━━━━━ TASK INPUTS ━━━━━
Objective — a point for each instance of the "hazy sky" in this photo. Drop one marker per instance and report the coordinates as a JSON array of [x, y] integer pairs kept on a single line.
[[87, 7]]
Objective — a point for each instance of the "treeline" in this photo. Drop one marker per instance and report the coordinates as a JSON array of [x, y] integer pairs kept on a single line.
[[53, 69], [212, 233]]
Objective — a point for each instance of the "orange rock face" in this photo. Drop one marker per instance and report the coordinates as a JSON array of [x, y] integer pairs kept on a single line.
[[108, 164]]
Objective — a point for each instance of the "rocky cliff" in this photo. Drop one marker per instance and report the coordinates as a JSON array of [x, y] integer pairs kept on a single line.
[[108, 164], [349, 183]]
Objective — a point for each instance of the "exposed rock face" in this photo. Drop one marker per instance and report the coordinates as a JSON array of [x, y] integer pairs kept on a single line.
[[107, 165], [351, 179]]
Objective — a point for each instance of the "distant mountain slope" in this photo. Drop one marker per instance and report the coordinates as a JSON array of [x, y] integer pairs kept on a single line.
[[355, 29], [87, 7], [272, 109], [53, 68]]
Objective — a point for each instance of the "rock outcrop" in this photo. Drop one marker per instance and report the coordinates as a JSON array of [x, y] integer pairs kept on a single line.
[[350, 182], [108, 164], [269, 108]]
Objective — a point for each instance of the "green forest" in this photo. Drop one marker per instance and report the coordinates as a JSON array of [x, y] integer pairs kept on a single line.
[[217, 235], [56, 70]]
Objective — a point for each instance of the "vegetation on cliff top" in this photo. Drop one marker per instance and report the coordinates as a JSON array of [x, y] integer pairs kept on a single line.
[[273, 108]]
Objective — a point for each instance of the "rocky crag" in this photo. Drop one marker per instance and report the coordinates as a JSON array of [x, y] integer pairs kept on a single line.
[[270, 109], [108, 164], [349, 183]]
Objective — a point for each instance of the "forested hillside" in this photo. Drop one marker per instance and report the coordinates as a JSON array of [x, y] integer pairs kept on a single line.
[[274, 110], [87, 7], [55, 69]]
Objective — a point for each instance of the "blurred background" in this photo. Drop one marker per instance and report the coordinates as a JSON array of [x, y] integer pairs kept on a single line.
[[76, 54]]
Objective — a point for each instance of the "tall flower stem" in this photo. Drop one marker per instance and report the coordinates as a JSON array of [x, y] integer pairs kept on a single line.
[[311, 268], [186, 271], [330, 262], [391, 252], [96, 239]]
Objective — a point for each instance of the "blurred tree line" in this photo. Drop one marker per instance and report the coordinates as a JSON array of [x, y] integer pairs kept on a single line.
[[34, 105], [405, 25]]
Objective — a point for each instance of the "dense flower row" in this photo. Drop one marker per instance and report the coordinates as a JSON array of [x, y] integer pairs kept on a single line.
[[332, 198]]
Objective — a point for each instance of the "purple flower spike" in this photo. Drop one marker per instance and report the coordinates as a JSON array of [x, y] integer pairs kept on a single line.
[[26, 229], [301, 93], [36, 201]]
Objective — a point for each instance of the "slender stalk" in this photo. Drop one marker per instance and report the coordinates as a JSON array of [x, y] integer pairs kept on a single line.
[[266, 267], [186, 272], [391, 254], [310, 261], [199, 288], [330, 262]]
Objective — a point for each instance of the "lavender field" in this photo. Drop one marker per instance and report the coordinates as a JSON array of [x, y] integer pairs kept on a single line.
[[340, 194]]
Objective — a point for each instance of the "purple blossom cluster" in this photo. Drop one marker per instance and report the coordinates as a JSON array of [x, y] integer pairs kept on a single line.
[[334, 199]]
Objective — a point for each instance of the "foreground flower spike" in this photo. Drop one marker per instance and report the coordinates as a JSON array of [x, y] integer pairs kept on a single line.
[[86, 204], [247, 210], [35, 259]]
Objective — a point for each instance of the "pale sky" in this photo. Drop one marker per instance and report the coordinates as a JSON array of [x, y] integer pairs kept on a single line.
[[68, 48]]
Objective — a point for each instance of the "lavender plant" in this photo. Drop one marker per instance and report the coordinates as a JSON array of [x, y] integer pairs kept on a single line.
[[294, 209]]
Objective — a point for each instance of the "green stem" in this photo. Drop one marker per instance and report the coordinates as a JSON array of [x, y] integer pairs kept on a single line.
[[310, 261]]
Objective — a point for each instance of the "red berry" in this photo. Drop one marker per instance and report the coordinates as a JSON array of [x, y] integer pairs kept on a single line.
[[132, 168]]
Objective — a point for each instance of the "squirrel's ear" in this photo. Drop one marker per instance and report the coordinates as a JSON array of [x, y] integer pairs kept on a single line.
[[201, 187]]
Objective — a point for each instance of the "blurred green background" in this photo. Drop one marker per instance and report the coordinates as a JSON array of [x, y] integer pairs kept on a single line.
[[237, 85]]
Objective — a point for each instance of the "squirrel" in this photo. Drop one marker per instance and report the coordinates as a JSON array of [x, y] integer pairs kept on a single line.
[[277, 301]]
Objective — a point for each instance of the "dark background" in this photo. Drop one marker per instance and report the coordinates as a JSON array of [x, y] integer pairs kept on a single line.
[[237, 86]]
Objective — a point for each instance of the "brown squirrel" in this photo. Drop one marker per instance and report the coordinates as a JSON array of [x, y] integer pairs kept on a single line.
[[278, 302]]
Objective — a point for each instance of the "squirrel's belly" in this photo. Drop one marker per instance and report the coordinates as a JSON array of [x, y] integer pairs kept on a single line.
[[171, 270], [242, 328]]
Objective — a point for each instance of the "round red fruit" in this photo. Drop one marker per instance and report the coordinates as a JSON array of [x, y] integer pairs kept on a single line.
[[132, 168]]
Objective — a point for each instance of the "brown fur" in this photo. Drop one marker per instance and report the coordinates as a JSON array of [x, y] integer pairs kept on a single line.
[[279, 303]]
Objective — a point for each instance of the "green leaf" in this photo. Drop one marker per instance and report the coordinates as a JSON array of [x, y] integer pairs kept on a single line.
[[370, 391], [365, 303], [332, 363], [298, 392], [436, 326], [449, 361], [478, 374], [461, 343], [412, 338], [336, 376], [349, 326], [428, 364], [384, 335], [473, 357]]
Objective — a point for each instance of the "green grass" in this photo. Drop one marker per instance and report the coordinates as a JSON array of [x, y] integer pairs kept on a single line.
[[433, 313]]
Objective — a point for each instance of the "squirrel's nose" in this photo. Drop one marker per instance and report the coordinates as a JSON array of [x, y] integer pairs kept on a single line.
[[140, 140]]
━━━━━
EXERCISE: Every line of the data must be reproduced exactly.

SOLUTION FOR THIS PROBLEM:
Objective — a point for each instance of the "hazy sky" in this photo. Drop one marker per instance and report the coordinates as a JSON array of [x, y] integer pairs kept on a single line.
[[87, 7]]
Objective — a point for each instance of the "treeline" in this photo. Drop one marker per instance and report the coordinates as a JSON array of [x, y] integer pairs kept on a single line.
[[53, 69], [212, 233]]
Objective — a point for each instance of the "orange rock face" in this photo. Drop one marker per instance and report the coordinates as a JSON array of [x, y] integer pairs kept on a single line.
[[108, 164]]
Objective — a point for each instance of the "rocky cliff" in this photo. Drop one marker per instance and report the coordinates as a JSON array of [x, y] integer pairs kept on a single line.
[[108, 164], [349, 183]]
Objective — a point for each instance of the "exposed rock face" in this photo. Drop one marker per instance and report the coordinates as a JSON array of [x, y] integer pairs kept on a single line.
[[107, 165], [351, 179]]
Objective — a point for each instance of the "distant mountain slope" in this photo. Drop one marker per instance and report the coordinates as a JSON array of [x, y] integer pairs kept on a single line.
[[355, 29], [87, 7], [272, 109], [53, 68]]
Objective — a point for each instance of the "rock outcrop" in this photo. Drop one marker per instance and report the coordinates as a JSON array of [x, y] integer pairs kept on a single line.
[[350, 182], [108, 164], [269, 108]]
Objective — a point for each instance of the "green forest" in this photo. Drop one marker per instance and report the coordinates as a JSON array of [x, y] integer pairs kept on a single line.
[[217, 235], [56, 70]]
Objective — a point for each instance of the "vegetation on cliff top" in this photo. Drop one marker per instance and report the coordinates as a JSON array of [x, y] integer pairs kept on a single line.
[[273, 108]]
Objective — a point for each instance of the "rocky crag" in this photo. Drop one marker per instance and report the coordinates as a JSON array of [x, y] integer pairs kept on a single line.
[[270, 109], [108, 164], [349, 183]]
Objective — a point for each instance of the "forested hillside" in this photo. Drop one marker per instance and report the coordinates as a JSON array of [x, y] integer pairs kept on a single line.
[[274, 110], [87, 7], [55, 69]]
Objective — a point for each instance of the "blurred background" in this photo. Drop one marker per instance and report the coordinates as a JSON array of [x, y] integer pairs kept on a single line.
[[76, 54]]
Objective — a point for each instance of the "tall flower stem" in this photo. Drop one marker per instance and report the coordinates as a JSON array of [x, y] integer pairs kept on a single line.
[[311, 268], [186, 271], [330, 262], [391, 252], [96, 239]]
Objective — a point for each instance of the "blurred tree line" in this photo. Drop one marker per instance and report the coordinates as a JSON array of [x, y] integer pairs kept on a single line.
[[34, 105], [405, 25]]
Objective — a point for each instance of the "dense flower row" in this photo. Drop one marker per instance and report the coordinates as a JSON array of [x, y] integer pairs kept on a single line.
[[332, 198]]
Objective — a point for each instance of the "purple flower spike" in this photo. Drop one marker per instance and report the coordinates as a JSON array of [x, y] integer pairs kept on a single line.
[[26, 229], [301, 93], [36, 201]]
Objective — a point for each instance of the "slender stalk" in this photo. Drop one marker per instance and report the coordinates as a JSON array of [x, y] integer pairs kept on a single line.
[[266, 267], [186, 272], [391, 254], [310, 261], [199, 288], [330, 262]]
Objective — a point for each instance of the "lavender field" in this photo. Drop one marker per instance and report the coordinates as a JSON array of [x, y] integer pairs kept on a single line.
[[340, 194]]
Objective — a point for each instance of the "purple blossom cluster" in this photo. Drop one marker per instance and report the coordinates as a JSON array of [x, y] integer pairs kept on a single line.
[[334, 199]]
Objective — a point for each instance of the "foreground flower spike" in this photo. Drop one marker per instance and report the coordinates as a JSON array of [x, y] integer pairs kept on a single line.
[[86, 204], [247, 210], [35, 259]]
Objective — a point for each instance of the "pale sky" in this photo. Drop one marker per instance and report the coordinates as a JSON array of [x, y] integer pairs kept on a single line.
[[68, 48]]
Objective — a point for each instance of the "lavender plant" in this photo. Drop one marker per instance and report the coordinates as a JSON array of [x, y] integer pairs kept on a single line.
[[294, 209]]
Objective — a point for each instance of the "green stem" in this photo. Drop one marker per instance and report the coordinates as a JSON array of [x, y] integer pairs kept on a single line.
[[310, 261]]
Objective — a point for each instance of the "red berry" in this photo. Drop one marker per instance and report the coordinates as a JSON array of [x, y] integer pairs kept on a single line.
[[132, 168]]
Objective — a point for each instance of the "squirrel's ear" in this photo. Drop one marker per instance and report the coordinates as a JSON array of [x, y] integer pairs kept on a single line.
[[201, 187]]
Objective — a point for each instance of the "blurred green background" in this photo. Drop one marker per instance and report the coordinates as a JSON array of [x, y] integer pairs kept on a single line.
[[237, 85]]
Objective — a point for each instance of the "squirrel" in this photo. Drop one marker per instance and report the coordinates as a JSON array of [x, y] integer pairs kept on a single line.
[[277, 301]]
Objective — a point for each instance of the "dark background" in this photo. Drop one marker per instance and report the coordinates as a JSON array of [x, y] integer pairs kept on a single line.
[[237, 86]]
Objective — a point for each instance of the "brown squirrel" in this photo. Drop one marker per instance and report the coordinates as a JSON array of [x, y] integer pairs kept on a single line.
[[278, 302]]
Objective — a point for each instance of the "squirrel's belly" in this photo. Drop one marker per instance and report the coordinates as a JSON array of [x, y] integer pairs kept on a single line.
[[171, 270], [242, 328]]
Objective — a point for each instance of the "round red fruit" in this photo. Drop one marker per instance and report the coordinates as a JSON array of [x, y] integer pairs kept on a single line.
[[132, 168]]
Objective — a point for each instance of the "brown fur" in this photo. Drop one marker per instance and report the coordinates as a JSON array of [x, y] integer pairs kept on a single line.
[[279, 303]]
Objective — a point for each instance of the "green leaf" in this photo. Drop one marker per instance and report the coordinates as a JSON array of [x, y] integer pairs kept on a single line.
[[370, 391], [365, 303], [332, 363], [298, 392], [436, 326], [449, 361], [478, 374], [461, 343], [412, 338], [336, 376], [349, 326], [428, 364], [384, 335], [473, 357]]
Objective — a point for each instance of the "green grass" in this photo. Drop one marker per instance and report the coordinates as a JSON array of [x, y] integer pairs kept on a single line.
[[433, 313]]
Objective — a point for each instance of the "squirrel's nose" in this photo. Drop one marker per instance and report the coordinates as a JSON array of [x, y] integer pairs kept on a single line.
[[140, 140]]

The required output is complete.